(Exercise task) Could you write out every entry below again, requests included, scaling each coordinate in the answers by 1.7 and rounding to whole numbers with halves rounded up? Leave the numbers in the requests and their format samples unchanged.

* Start The data *

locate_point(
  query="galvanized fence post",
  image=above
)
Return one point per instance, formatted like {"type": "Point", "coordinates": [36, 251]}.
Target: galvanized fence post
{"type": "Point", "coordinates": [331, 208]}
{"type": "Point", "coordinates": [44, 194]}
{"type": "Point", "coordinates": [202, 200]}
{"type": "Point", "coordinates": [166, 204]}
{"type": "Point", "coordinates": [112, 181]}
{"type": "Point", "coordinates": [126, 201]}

* End The data *

(Output for this exercise)
locate_point(
  query="galvanized fence post",
  image=above
)
Return one point per instance, formatted like {"type": "Point", "coordinates": [36, 251]}.
Target: galvanized fence post
{"type": "Point", "coordinates": [563, 354]}
{"type": "Point", "coordinates": [75, 330]}
{"type": "Point", "coordinates": [343, 340]}
{"type": "Point", "coordinates": [282, 347]}
{"type": "Point", "coordinates": [190, 308]}
{"type": "Point", "coordinates": [214, 342]}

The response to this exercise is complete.